> **Challenge A**
Copy out the apt-pinning post starting with "So I decided" and going on through "the dependency problems?", renaming "backports" to "backported packages".
> **Challenge B**
Carry the apt-pinning post further from the point where it stops.

Malte Negendank wrote:
Hi all,

I have, after unsuccessfully downgrading my system, just reinstalled my
system, using apt-pinning. This, however, turned out to be less brilliant
as it sounded at first, it just gave me loads of dependeny problems with
some packages.

I tried it too once, with xserver-xfree86. The library dependancies un-installed all of my non-pinned development tools. :(


So I decided to move to stable, using backports (having found out that the
things I needed testing and unstable for exists as backport - man am I a
slow thinker!). Problem is, the non-stable packages are still there, and
removing them would uninstall most of my system.

Hopedfully someone else shares how to get rid of the testing/unstable packages.


Is there a safe way of removing these packages? Or - alternatively - is
there a way to use apt-pinning without the dependency problems?

> **Supplied information**

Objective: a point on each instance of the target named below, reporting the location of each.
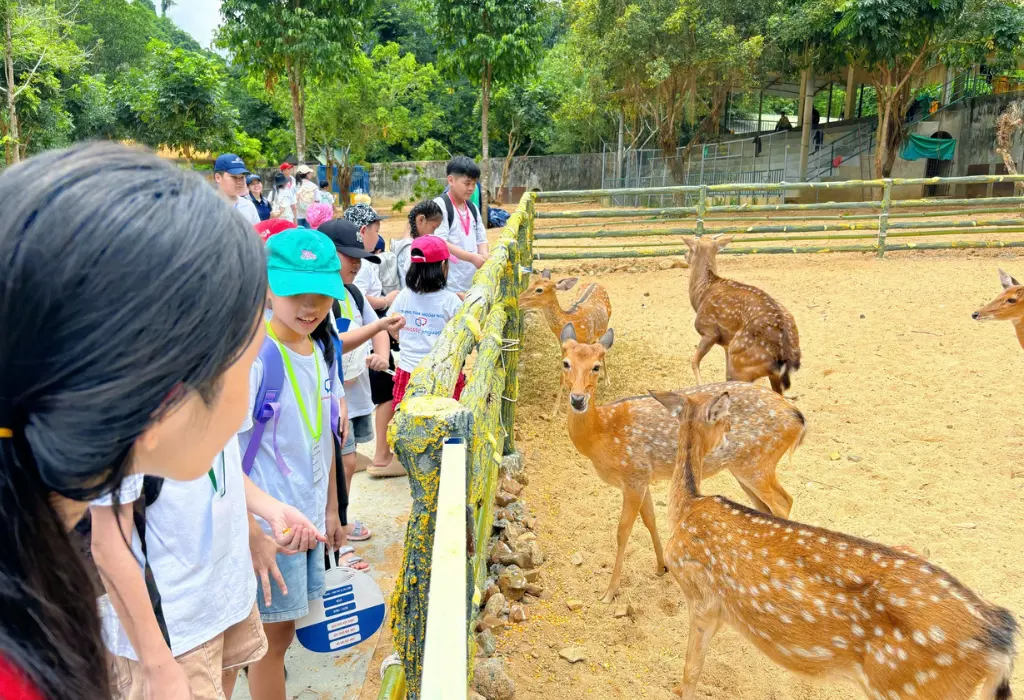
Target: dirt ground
(895, 372)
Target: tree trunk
(13, 133)
(484, 142)
(297, 90)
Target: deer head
(582, 365)
(541, 293)
(1008, 306)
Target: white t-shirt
(461, 272)
(198, 540)
(357, 393)
(247, 209)
(305, 487)
(425, 316)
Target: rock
(625, 611)
(488, 622)
(504, 498)
(499, 552)
(491, 681)
(518, 613)
(486, 643)
(512, 582)
(573, 654)
(495, 606)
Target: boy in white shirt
(463, 227)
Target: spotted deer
(816, 602)
(632, 442)
(589, 314)
(1008, 306)
(758, 334)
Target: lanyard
(464, 220)
(314, 433)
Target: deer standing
(758, 334)
(632, 442)
(590, 313)
(1008, 306)
(821, 603)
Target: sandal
(353, 561)
(359, 533)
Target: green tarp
(926, 146)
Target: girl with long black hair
(128, 335)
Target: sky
(199, 17)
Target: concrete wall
(582, 171)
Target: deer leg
(647, 514)
(702, 629)
(631, 507)
(704, 347)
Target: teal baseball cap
(303, 261)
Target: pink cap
(428, 249)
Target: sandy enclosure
(895, 373)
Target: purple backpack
(267, 406)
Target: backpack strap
(266, 406)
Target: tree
(297, 40)
(176, 99)
(487, 41)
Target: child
(427, 306)
(365, 339)
(295, 463)
(462, 225)
(424, 219)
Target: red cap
(272, 227)
(428, 249)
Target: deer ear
(718, 408)
(1007, 280)
(671, 400)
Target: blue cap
(230, 164)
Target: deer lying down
(1008, 306)
(821, 603)
(758, 334)
(632, 442)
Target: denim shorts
(360, 430)
(303, 574)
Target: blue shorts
(303, 574)
(360, 430)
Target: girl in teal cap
(295, 462)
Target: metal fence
(433, 603)
(821, 226)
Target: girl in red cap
(427, 306)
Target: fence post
(701, 209)
(418, 434)
(887, 192)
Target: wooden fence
(431, 624)
(819, 227)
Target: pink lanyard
(464, 220)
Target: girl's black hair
(127, 283)
(426, 277)
(430, 212)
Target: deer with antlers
(758, 334)
(1008, 306)
(632, 442)
(816, 602)
(589, 314)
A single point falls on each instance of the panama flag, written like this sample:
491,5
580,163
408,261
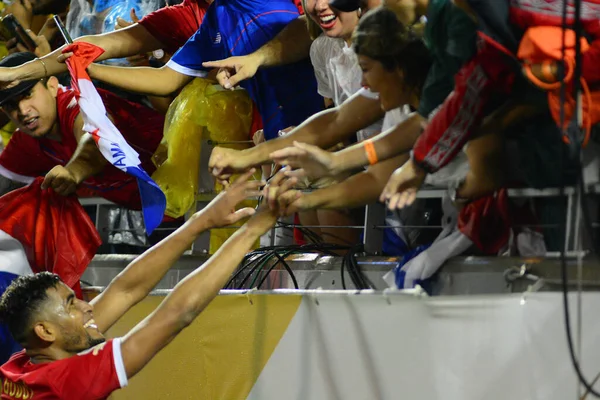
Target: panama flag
110,141
41,230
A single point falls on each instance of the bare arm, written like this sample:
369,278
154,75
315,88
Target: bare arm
143,274
191,296
324,129
292,44
311,161
145,80
122,43
341,195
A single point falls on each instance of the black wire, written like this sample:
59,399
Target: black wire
285,265
257,257
572,129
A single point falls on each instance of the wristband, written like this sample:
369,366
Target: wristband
371,153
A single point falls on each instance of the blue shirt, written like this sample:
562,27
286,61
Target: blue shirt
285,95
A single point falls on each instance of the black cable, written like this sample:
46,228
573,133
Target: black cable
575,151
285,265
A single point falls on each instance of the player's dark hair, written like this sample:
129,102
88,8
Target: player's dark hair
382,37
22,300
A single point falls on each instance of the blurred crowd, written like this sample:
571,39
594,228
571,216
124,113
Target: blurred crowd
343,103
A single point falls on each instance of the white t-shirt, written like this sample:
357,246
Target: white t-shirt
338,74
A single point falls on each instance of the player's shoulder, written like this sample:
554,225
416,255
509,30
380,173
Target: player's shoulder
94,351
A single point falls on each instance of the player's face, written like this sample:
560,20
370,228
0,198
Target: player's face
334,23
388,84
34,112
77,330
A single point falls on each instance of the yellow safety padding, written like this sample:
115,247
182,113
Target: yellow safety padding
219,356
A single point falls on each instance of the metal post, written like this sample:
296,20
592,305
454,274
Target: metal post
373,237
206,185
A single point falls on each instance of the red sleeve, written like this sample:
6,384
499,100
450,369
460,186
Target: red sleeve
299,5
182,20
93,374
23,159
68,110
486,75
591,61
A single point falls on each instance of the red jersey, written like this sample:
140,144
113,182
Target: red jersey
90,375
26,157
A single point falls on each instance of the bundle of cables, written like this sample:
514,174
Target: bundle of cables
255,268
258,264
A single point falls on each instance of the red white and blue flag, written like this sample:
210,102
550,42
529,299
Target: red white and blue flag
110,141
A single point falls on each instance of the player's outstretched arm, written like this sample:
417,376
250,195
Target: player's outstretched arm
191,295
143,274
130,41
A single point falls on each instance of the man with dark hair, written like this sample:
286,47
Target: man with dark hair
51,137
66,355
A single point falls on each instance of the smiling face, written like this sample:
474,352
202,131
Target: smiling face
387,83
334,23
34,112
67,322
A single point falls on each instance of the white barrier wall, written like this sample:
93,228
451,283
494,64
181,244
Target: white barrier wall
371,347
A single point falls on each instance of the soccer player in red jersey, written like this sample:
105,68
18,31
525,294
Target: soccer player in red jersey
66,355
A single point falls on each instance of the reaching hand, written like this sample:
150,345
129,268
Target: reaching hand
61,180
280,194
121,23
307,160
225,162
22,10
401,189
233,70
221,211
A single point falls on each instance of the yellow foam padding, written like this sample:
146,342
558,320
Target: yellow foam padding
220,356
201,112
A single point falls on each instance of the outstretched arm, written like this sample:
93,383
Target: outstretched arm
191,296
341,195
142,275
145,80
292,44
324,129
121,43
316,163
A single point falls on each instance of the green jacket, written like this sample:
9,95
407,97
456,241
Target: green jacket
450,36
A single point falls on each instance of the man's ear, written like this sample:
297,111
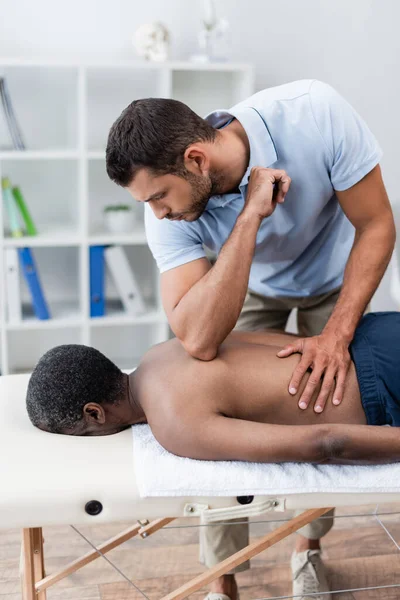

> **Result A**
So I decided to move to stable, using backported packages (having found out that the
things I needed testing and unstable for exists as backport - man am I a
slow thinker!). Problem is, the non-stable packages are still there, and
removing them would uninstall most of my system.

Hopedfully someone else shares how to get rid of the testing/unstable packages.


Is there a safe way of removing these packages? Or - alternatively - is
there a way to use apt-pinning without the dependency problems?

> **Result B**
Sure, there's a way to use apt-pinning without dependancy problems; only pin small packages that dont depend on newer libraries. Unfortunatly with the version change in gcc between stable and testing/unstable the pickings are probably pretty slim. You could also pin more stuff, but then why not just dist-upgrade if you're going to be fine using the new package and all the new libraries.

The back-port route you've discovered is likely the safest way of getting newer software onto your older system. Search on "apt-get.org" is a very common answer on the list when people ask about getting newer packages for stable. You will then be waiting on the third-party packager for security updates instead of the Debian security team.